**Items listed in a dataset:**
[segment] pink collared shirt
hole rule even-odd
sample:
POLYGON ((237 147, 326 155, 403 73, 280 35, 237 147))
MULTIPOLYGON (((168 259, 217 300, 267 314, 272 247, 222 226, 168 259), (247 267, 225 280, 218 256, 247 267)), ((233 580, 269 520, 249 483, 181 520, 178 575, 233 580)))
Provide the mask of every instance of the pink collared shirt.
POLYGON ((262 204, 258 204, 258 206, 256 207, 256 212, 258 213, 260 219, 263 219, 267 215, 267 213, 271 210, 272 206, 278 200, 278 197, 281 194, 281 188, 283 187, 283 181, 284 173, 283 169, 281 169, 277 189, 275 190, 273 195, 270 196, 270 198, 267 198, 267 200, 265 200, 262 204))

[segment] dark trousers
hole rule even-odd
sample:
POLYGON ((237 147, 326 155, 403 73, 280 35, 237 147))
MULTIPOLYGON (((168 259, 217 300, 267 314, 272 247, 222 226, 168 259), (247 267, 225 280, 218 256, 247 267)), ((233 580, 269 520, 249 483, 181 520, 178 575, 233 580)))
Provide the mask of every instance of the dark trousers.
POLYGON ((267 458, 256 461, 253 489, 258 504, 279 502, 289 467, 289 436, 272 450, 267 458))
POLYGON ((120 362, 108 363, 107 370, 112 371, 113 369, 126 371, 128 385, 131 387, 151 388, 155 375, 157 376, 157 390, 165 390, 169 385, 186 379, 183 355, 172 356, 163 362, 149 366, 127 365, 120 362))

**ABOUT THIS TASK:**
Letter for letter, copy all of the entries above.

**ANSWER TO THIS EXERCISE:**
[segment] pink collared shirt
hole rule even-odd
sample:
POLYGON ((237 147, 326 155, 403 73, 280 35, 237 147))
MULTIPOLYGON (((168 259, 217 300, 267 314, 272 247, 222 226, 168 259), (247 267, 225 280, 218 256, 247 267)), ((233 580, 269 520, 249 483, 181 520, 178 575, 233 580)))
Provide the mask of every instance of the pink collared shirt.
POLYGON ((262 204, 258 204, 258 206, 256 207, 256 212, 258 213, 260 219, 263 219, 267 215, 267 213, 271 210, 272 206, 278 200, 278 197, 281 194, 281 188, 283 187, 283 181, 284 173, 283 169, 281 169, 277 189, 275 190, 273 195, 270 196, 270 198, 267 198, 267 200, 265 200, 262 204))

[segment] dark trousers
hole rule even-odd
sample:
POLYGON ((237 147, 326 155, 403 73, 280 35, 237 147))
MULTIPOLYGON (((168 259, 217 300, 267 314, 272 247, 222 226, 168 259), (247 267, 225 280, 218 256, 247 267)), ((233 580, 269 520, 249 483, 181 520, 178 575, 233 580)))
Provide the mask of every instance of the dark trousers.
POLYGON ((267 458, 256 461, 253 489, 258 504, 279 502, 289 467, 289 436, 272 450, 267 458))
POLYGON ((120 362, 108 363, 107 370, 112 371, 113 369, 126 371, 128 385, 131 387, 151 388, 155 375, 157 376, 157 390, 165 390, 169 385, 186 379, 183 355, 172 356, 163 362, 149 366, 127 365, 120 362))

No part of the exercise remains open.